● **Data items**
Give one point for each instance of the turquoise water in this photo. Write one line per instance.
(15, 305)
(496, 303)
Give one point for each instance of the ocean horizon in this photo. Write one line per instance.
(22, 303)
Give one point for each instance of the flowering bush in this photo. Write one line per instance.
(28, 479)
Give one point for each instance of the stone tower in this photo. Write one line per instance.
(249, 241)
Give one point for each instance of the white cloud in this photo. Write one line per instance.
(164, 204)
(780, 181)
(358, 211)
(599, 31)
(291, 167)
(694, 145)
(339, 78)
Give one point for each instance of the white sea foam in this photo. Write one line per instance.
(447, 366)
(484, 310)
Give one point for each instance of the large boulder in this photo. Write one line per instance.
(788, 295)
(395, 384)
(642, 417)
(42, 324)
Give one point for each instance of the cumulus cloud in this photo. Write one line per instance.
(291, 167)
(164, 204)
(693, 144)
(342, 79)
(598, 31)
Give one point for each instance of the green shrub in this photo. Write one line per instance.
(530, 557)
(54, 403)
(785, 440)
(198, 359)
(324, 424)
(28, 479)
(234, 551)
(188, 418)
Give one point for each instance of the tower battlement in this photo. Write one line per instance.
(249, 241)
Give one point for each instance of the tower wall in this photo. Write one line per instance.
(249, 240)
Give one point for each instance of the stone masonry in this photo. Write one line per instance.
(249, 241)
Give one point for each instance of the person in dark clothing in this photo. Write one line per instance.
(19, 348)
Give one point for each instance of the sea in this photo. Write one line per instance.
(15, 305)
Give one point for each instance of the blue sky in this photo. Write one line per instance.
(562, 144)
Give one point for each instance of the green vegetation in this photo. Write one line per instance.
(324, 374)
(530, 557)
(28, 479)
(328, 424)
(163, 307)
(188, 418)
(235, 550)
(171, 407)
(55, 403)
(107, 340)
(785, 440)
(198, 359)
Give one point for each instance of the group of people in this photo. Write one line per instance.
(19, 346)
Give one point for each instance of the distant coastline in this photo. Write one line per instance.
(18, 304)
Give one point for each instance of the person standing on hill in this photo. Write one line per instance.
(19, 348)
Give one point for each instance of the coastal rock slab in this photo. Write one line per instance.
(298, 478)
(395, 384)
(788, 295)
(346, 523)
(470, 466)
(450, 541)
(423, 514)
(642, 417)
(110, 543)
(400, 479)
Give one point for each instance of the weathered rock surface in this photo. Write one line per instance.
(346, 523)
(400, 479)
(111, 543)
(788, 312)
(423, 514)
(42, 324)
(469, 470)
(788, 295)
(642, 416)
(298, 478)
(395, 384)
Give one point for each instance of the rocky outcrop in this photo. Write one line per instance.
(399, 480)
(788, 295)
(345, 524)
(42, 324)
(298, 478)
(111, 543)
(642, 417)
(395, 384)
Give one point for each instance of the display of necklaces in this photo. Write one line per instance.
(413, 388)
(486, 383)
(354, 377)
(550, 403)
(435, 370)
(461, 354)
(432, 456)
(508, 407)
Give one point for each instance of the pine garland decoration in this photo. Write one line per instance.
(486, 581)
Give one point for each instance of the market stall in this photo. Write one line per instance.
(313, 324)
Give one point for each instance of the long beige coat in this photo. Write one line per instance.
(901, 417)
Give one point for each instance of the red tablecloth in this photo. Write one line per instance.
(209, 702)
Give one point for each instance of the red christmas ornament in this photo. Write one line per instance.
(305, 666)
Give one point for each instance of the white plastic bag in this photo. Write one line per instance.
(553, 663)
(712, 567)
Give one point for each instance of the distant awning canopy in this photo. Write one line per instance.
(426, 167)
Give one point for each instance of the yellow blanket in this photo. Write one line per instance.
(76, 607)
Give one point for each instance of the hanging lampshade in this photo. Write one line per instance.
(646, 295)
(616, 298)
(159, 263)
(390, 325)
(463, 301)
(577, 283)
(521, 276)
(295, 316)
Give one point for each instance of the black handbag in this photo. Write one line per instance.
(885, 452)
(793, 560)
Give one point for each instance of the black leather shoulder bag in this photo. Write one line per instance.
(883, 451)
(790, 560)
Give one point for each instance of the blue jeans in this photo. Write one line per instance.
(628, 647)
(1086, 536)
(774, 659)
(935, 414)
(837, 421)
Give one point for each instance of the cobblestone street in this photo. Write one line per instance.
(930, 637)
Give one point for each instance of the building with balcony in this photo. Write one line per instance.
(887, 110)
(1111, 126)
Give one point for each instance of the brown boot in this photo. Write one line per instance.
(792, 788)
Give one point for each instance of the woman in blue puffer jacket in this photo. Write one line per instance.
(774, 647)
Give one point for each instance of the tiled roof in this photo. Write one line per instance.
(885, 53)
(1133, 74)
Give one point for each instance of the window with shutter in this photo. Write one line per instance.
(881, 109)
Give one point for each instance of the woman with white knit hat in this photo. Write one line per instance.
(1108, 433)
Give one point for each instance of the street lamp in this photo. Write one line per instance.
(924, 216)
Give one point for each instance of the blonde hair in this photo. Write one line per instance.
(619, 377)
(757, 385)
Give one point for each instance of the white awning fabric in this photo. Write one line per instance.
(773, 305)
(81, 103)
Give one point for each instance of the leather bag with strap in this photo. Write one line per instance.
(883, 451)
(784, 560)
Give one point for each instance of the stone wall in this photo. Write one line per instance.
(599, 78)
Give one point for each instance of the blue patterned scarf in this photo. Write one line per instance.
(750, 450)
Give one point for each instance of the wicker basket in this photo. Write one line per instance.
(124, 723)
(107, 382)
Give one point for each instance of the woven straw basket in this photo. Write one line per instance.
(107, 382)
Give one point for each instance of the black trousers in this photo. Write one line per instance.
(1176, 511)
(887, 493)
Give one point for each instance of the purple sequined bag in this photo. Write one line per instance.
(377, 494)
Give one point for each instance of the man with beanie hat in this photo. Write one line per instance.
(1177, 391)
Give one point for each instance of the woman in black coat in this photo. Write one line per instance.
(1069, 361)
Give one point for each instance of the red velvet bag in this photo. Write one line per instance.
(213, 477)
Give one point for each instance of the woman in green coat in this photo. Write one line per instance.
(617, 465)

● **Problem details**
Your task is to output exactly the lines running from the one with "Give one point for each instance of the purple" through the final line of the material above, with both ends included.

● **Exercise output**
Give one point for each instance of the purple sequined bag in this photo. Write one line per instance.
(377, 494)
Give one point for each instance of the man with beanie hat in this photo. Write one line per instance.
(1177, 391)
Give one point for each instance of the woman in black coat in this photo. Write one line per instance.
(1069, 361)
Give one point for each instance of the red velvet bag in this photo. Write one line per instance.
(213, 477)
Give one point for each instance of the woman in green coat in this photo. Write one line per instance.
(617, 465)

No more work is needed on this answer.